▶ [Given passage]
——————————

6. Create a Market for Small Farmers. From domestic produce and meats to fairly traded coffee and cacao beans, each food start-up that sources responsibly from small producers makes a positive difference. Both Gelateria Naia, maker of gelato on a stick, and St. George Spirits, famed for its fruit-based spirits, name the small family farms supplying their fruit. The artisans at Grace & I transform local fruits into gorgeous fruit-andnut loaves, a simple and giftable concept.
7. Preserve a Tradition. Even before the Slow Food movement brought local foods and recipes to the forefront, many food companies shaped themselves around regional food traditions. The rarer an item, the more it attracts interest from foodies and the press. A quest to revitalize a dying food tradition infuses even more meaning into your work. Red Boat Fish Sauce created a market in the United States for a high-grade, centuriesold Vietnamese ingredient. The story of Saratoga Sweets shows how revitalizing a holiday tradition can pay off. The company revitalized the Victorian “peppermint pig,” a hot-pink mint candy (no, not a natural food) you smash with a mallet. Little did this candy shop expect it would eventually churn out hundreds of thousands of crunchy pigs annually.
8. Cater to Restricted Diets. Kosher, gluten-free, and nut-free foods are all growing categories with an increasing demand from consumers. And they are now sold in mainstream stores. Divvies, located outside New York City, carved out its niche by catering to kids with allergies, making treats that are free of eggs, nuts, and dairy products. Similarly, Attune Foods’ business plan was to grow its probiotic bar business while broadening its brand into other digestive-health solutions, which led it to successfully acquire several established, healthful cereal brands.
9. Re-create a Popular Food in a “Better for You” Way. Free-range, “minimally processed” beef jerky capitalizes on the desire for familiar tastes without the bad-food factor. Did you know that Snickers is the best-selling candy in the United States? Perhaps that explains why Ocho Candy, Justin’s Nut Butter, and Brooklyn artisans Liddabit Sweets found similar success with their own twists on a peanut-caramel-nougat bar.

——————————

Records from a dataset

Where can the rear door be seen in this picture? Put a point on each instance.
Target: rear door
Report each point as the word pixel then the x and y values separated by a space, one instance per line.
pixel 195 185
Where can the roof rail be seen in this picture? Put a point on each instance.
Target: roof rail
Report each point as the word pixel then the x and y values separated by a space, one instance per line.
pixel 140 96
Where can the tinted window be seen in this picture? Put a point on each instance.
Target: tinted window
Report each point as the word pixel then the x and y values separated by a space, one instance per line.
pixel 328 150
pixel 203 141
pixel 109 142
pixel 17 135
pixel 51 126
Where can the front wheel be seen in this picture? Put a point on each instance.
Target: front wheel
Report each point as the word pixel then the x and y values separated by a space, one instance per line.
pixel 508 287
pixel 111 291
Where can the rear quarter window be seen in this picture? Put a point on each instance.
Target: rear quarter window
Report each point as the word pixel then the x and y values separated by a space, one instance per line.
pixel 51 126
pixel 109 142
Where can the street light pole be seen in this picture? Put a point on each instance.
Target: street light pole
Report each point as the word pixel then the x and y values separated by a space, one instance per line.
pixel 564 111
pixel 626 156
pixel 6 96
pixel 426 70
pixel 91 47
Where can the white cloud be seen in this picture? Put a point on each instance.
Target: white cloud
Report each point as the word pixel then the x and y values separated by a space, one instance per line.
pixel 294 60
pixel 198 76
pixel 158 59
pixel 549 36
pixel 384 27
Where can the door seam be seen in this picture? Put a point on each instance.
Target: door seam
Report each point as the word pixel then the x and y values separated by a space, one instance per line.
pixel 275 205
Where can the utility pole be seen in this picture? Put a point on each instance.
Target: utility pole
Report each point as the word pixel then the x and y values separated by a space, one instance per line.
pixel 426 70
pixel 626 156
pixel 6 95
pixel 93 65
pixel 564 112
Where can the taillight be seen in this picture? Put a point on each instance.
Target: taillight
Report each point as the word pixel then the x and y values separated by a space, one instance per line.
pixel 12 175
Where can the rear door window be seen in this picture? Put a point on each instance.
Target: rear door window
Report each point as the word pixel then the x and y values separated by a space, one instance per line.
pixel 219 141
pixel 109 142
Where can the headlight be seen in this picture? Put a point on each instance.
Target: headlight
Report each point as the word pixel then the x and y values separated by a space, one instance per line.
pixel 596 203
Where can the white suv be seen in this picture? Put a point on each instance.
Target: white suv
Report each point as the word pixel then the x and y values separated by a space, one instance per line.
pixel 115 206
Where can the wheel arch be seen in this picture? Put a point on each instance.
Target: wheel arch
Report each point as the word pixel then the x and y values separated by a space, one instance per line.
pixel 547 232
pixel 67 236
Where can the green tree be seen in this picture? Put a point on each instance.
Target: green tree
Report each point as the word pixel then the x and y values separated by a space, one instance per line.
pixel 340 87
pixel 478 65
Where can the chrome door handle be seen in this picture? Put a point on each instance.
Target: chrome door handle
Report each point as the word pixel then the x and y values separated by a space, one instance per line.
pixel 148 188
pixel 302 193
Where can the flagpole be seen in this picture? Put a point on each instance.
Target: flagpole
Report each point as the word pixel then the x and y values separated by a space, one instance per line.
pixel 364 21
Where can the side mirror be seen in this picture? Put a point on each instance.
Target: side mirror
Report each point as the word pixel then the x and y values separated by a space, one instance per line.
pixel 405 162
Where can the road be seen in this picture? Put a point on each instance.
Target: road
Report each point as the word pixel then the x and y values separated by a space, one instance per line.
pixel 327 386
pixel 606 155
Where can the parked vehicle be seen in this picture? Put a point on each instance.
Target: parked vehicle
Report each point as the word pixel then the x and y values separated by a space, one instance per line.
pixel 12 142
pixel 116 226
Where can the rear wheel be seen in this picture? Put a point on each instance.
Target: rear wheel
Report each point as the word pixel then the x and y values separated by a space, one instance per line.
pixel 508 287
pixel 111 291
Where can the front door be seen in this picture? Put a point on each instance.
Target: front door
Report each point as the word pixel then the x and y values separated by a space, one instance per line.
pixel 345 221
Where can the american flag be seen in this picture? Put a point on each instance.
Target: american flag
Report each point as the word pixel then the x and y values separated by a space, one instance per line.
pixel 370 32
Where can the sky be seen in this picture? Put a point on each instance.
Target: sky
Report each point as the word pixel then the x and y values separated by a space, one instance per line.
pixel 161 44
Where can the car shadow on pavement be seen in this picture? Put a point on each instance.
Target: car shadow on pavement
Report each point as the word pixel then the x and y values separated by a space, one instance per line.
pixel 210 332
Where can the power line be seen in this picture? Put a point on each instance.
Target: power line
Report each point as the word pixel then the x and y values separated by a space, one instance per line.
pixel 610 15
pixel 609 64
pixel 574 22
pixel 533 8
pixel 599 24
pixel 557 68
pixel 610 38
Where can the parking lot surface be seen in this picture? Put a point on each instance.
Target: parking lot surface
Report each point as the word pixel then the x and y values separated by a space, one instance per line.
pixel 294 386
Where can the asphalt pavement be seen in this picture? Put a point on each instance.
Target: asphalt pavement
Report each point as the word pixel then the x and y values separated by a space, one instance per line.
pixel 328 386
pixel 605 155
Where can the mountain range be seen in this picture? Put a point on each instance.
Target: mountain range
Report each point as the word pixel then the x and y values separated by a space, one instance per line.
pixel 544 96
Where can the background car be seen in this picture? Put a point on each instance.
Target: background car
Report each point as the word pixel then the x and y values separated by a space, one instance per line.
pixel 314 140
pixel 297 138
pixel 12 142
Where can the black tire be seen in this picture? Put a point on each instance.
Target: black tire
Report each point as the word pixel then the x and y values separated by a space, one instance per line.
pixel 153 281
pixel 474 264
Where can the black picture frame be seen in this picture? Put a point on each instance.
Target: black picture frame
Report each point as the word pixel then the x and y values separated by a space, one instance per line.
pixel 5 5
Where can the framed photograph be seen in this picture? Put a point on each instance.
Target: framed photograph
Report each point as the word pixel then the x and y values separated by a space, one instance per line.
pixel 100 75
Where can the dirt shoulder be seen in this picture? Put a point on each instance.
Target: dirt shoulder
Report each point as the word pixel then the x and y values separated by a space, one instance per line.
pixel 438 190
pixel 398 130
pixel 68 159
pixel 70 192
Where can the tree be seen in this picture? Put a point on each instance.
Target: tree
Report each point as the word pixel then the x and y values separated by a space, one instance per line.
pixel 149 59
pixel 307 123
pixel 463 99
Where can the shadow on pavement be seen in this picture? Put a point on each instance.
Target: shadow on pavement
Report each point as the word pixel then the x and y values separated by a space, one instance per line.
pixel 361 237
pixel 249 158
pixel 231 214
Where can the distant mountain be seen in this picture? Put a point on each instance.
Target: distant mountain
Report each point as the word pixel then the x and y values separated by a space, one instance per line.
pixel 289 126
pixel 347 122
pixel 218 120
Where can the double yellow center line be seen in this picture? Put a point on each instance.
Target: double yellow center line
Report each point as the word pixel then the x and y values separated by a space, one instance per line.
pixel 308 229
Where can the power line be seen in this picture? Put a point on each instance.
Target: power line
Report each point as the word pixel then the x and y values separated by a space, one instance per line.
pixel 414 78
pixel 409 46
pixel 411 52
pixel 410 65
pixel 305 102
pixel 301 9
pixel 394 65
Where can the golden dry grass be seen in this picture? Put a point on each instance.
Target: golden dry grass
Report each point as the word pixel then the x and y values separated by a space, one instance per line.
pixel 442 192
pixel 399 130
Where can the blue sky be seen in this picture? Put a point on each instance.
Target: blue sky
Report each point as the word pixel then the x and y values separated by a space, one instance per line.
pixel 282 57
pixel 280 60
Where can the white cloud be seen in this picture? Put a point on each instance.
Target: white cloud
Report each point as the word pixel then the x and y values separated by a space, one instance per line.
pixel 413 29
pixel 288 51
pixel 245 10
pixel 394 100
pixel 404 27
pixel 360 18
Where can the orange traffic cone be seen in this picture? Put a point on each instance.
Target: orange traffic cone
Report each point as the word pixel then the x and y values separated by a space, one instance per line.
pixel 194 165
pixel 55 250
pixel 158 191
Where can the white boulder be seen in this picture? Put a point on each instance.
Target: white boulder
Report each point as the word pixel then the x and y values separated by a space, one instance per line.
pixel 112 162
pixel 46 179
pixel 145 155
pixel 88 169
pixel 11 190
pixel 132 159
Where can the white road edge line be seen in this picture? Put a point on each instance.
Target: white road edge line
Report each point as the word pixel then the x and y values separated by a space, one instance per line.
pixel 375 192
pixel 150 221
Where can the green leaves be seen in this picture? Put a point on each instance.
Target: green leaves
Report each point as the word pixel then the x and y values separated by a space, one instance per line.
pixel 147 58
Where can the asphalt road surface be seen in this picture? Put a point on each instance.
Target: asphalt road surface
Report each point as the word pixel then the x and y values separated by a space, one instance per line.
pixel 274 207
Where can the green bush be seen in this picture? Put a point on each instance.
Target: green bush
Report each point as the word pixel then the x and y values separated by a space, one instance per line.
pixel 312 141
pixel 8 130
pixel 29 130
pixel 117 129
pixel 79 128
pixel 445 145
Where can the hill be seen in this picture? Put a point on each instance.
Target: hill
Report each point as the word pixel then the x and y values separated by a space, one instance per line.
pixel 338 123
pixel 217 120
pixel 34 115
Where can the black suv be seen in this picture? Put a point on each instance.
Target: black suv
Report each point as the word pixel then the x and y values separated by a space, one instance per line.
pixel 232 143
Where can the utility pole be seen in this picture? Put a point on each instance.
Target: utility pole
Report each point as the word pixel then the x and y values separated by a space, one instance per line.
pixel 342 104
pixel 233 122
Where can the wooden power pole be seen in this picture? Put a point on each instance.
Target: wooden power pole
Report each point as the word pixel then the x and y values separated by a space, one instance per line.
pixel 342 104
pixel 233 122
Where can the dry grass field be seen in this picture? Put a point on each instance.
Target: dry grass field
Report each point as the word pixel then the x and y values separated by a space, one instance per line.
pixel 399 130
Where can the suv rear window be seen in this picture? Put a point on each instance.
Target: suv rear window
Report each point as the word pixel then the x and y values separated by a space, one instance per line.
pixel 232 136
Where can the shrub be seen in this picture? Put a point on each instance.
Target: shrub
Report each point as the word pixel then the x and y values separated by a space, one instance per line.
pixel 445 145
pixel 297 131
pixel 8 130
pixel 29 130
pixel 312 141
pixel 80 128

——————————

▶ [Tasks and exercises]
(a) In the passage on food business ideas, what ingredients are Divvies' treats made without?
(b) Write the next part of the passage on food business ideas, picking up after its final sentence.

▶ [Answers to the problems]
(a) Eggs, nuts, and dairy products.

(b)
10. Make a Fulfilling Living. Pati Grady connected the dots between her desire to start a cookie company and the profit potential inspired by her hometown’s claim to fame: baseball. In October 2004, The Cooperstown Cookie Company launched its baseball-shaped shortbread cookies at the World Series Gala. Pati then licensed the use of Major League Baseball team names to sell customized cookie packs at stadiums.
11. Fill a Local Hunger. Beyond the foodie gulches, many places need better food options. Good People Popcorn emerged for the love and want of great, locally made popcorn. Two sisters and a cousin started this thriving Detroit business with a vision of making Good Food using sugar and butter produced in Michigan. They sell in local retail stores and at their charming shop.
12. Simply Because You’ve Always Wanted to Start a Food Business. You’ve saved up a bunch of cash. You could buy a car, go back to school, or travel the world for a year. Or you could use some of that nest egg to school yourself and develop a line of Good Food products (which, incidentally, will likely take you on travels and lead you to buy an oh-so-practical car for deliveries).